Dataset excerpts on object pointing
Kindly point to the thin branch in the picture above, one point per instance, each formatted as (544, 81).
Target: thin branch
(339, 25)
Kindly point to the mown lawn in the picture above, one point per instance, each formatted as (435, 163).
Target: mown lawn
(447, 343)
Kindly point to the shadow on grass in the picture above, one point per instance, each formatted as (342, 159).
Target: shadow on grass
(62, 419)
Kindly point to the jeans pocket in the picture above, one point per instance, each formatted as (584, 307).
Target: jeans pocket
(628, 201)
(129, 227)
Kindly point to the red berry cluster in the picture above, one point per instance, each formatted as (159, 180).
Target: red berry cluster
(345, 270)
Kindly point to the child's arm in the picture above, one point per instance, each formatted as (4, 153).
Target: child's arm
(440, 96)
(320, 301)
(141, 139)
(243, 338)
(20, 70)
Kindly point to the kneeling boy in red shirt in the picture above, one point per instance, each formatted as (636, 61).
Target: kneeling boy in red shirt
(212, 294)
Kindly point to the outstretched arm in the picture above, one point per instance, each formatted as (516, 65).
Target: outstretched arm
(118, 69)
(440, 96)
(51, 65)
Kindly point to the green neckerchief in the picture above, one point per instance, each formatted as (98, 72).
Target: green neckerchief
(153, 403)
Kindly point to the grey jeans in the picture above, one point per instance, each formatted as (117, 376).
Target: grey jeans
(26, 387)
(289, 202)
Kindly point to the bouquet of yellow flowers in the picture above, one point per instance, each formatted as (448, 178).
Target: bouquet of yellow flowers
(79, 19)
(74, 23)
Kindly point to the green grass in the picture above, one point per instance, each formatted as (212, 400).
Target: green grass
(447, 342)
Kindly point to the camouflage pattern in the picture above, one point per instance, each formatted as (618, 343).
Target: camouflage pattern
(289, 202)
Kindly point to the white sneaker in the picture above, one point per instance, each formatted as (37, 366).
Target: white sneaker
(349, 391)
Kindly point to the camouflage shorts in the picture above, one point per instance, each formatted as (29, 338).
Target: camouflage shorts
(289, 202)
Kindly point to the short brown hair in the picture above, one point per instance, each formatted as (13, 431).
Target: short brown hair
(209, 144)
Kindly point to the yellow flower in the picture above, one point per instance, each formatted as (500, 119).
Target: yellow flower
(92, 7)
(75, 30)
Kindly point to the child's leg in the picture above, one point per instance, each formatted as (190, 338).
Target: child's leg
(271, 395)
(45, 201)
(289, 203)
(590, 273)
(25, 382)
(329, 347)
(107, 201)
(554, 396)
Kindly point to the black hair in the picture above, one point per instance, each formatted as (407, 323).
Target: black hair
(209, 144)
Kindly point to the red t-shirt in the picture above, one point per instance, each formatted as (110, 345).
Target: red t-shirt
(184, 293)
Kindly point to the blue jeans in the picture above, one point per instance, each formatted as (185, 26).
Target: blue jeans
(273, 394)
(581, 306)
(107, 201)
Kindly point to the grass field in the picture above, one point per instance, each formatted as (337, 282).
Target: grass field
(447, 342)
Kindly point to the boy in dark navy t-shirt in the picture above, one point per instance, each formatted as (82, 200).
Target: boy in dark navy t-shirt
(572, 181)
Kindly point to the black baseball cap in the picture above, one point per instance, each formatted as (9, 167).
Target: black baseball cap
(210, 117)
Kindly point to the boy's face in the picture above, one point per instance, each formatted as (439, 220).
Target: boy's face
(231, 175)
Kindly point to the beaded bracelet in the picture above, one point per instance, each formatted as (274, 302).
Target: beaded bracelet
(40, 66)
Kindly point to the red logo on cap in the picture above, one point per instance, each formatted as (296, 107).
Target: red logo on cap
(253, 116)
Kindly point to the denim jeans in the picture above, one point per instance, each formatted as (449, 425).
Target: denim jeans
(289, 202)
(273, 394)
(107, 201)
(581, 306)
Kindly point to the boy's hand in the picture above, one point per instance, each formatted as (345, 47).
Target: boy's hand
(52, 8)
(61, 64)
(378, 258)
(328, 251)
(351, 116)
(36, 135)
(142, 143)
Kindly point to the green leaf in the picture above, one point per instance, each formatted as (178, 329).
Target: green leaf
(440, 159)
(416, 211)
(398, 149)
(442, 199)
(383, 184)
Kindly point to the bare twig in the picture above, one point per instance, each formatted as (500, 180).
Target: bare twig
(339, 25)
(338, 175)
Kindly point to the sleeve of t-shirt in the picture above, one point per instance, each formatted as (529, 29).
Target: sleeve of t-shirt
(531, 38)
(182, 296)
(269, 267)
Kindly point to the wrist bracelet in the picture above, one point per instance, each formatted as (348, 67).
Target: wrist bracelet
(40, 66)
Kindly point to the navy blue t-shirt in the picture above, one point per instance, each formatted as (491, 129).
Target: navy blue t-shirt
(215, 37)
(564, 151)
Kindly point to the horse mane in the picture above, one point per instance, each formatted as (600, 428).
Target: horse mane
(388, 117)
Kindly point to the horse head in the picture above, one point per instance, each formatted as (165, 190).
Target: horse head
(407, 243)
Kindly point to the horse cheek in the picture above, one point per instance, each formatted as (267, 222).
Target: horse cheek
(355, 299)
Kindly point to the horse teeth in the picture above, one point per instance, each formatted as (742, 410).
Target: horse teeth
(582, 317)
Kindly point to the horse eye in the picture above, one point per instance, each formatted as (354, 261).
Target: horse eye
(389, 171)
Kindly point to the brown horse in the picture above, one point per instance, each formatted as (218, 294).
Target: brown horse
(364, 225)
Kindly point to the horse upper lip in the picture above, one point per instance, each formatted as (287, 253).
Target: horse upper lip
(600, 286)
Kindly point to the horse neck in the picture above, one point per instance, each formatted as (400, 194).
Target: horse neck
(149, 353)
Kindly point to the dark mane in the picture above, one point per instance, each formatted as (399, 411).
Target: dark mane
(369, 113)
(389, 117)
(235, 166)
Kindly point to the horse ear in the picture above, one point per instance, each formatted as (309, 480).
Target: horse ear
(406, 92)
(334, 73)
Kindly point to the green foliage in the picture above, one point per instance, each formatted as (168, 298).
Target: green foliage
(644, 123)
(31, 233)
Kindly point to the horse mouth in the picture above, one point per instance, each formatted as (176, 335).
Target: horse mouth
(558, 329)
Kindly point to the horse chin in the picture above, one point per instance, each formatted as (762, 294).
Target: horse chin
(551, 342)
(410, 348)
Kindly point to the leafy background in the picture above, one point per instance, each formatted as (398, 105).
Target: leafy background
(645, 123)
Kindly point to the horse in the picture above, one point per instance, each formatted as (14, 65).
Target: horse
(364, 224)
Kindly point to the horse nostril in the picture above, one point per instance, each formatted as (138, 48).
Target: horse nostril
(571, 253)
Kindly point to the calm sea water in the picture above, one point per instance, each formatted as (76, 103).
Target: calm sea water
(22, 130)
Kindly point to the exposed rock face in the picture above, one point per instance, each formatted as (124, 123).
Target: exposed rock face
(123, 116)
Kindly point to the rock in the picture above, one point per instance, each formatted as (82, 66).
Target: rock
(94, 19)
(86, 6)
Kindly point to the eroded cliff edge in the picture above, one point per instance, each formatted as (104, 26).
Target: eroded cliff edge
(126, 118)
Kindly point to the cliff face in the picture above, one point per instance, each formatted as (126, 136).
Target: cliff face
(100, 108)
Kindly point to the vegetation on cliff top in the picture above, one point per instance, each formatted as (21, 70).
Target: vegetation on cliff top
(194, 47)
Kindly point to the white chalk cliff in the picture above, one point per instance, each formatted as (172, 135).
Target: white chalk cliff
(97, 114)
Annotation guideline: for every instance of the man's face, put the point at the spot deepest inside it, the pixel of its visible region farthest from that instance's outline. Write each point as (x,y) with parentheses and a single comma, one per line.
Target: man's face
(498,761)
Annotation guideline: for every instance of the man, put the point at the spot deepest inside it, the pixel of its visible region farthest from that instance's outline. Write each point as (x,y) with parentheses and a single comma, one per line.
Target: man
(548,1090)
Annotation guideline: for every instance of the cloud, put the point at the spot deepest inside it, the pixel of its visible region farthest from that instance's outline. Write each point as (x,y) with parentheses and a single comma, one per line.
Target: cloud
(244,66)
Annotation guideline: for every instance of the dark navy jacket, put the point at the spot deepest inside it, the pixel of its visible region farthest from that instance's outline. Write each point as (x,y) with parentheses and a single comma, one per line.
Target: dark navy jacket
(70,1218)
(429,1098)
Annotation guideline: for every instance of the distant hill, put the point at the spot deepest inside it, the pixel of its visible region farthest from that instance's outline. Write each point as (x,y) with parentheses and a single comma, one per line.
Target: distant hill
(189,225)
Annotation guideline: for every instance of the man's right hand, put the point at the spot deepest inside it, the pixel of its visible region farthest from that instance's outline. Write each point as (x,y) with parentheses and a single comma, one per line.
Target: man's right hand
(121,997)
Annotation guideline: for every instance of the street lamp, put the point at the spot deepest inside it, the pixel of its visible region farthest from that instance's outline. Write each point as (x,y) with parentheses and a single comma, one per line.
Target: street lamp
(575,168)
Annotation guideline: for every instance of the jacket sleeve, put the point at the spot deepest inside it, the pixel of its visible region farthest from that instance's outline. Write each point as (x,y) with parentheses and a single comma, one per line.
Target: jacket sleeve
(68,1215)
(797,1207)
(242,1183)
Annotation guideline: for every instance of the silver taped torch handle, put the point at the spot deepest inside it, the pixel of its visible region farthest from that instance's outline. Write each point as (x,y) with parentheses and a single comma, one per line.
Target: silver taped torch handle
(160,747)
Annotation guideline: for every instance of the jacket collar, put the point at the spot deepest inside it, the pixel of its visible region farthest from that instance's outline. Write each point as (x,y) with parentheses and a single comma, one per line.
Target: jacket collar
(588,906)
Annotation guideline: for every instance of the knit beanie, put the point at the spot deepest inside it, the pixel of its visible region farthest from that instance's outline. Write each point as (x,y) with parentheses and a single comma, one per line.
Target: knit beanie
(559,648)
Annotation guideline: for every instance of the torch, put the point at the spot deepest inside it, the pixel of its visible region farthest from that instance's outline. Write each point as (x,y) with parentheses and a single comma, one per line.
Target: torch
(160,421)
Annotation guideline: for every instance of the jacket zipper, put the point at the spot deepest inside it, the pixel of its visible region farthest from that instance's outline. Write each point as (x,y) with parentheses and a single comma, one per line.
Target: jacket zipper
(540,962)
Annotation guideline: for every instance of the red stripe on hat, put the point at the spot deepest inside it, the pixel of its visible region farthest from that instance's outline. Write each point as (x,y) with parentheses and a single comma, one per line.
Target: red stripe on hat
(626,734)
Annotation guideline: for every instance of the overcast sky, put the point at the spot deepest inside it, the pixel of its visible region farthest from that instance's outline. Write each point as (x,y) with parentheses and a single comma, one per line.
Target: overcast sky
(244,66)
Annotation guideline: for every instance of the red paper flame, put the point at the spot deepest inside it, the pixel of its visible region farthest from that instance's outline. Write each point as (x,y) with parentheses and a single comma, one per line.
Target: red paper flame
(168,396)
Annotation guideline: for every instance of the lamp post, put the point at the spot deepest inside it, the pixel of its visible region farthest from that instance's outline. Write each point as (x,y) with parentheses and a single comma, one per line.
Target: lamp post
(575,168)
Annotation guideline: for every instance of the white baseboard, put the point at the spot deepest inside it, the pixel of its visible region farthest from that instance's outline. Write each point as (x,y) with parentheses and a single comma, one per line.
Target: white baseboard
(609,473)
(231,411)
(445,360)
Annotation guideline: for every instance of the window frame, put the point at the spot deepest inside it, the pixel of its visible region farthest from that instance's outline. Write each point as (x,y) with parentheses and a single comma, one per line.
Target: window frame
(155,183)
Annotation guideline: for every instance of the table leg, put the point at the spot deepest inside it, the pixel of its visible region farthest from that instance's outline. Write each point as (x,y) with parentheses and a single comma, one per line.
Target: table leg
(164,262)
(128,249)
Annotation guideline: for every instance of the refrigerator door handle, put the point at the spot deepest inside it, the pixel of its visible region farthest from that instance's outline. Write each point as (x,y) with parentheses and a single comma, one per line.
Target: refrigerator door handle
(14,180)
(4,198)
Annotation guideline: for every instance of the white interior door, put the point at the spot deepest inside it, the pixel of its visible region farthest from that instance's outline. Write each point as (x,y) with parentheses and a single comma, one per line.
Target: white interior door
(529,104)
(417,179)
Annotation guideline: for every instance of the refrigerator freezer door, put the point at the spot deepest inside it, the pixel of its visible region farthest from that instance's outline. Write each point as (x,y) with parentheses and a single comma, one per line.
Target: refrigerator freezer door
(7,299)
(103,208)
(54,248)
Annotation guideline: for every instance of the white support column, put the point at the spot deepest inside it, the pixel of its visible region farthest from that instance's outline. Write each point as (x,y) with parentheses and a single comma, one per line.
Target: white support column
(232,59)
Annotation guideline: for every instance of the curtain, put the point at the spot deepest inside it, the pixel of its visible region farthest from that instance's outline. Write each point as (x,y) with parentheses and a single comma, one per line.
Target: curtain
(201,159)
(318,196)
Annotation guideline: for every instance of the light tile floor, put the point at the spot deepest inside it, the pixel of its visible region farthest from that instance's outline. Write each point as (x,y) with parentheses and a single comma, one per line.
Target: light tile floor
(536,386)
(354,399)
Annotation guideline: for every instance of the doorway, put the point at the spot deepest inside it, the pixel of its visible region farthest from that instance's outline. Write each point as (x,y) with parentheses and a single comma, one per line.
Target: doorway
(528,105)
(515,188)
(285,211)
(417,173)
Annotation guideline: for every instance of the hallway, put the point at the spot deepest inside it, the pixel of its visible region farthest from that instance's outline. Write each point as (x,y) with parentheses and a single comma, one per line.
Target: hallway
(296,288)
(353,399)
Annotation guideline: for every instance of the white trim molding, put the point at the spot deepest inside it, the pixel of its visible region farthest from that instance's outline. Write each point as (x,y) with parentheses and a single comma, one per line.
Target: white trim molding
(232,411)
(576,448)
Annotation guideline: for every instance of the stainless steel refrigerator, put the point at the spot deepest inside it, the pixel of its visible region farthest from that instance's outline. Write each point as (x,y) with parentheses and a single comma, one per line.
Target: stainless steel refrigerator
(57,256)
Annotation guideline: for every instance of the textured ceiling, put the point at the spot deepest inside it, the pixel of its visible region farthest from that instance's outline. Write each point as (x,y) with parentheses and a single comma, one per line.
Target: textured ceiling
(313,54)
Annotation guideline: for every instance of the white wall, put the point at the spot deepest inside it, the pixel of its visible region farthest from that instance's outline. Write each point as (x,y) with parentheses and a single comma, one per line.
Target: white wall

> Work to complete: Please rename "white wall" to "painted wall" in the listing from the line with "Annotation guideline: for every instance of the white wall, put" through the end of the listing, and give those lines again with everything else unchanged.

> Answer to this exercise:
Annotation guideline: for every instance of the painted wall, put the point at the spot deepest inside it, the pixel of its visible region farthest from that instance's outline. Write each point as (x,y) with parentheses and a single comma, one per line.
Target: painted wall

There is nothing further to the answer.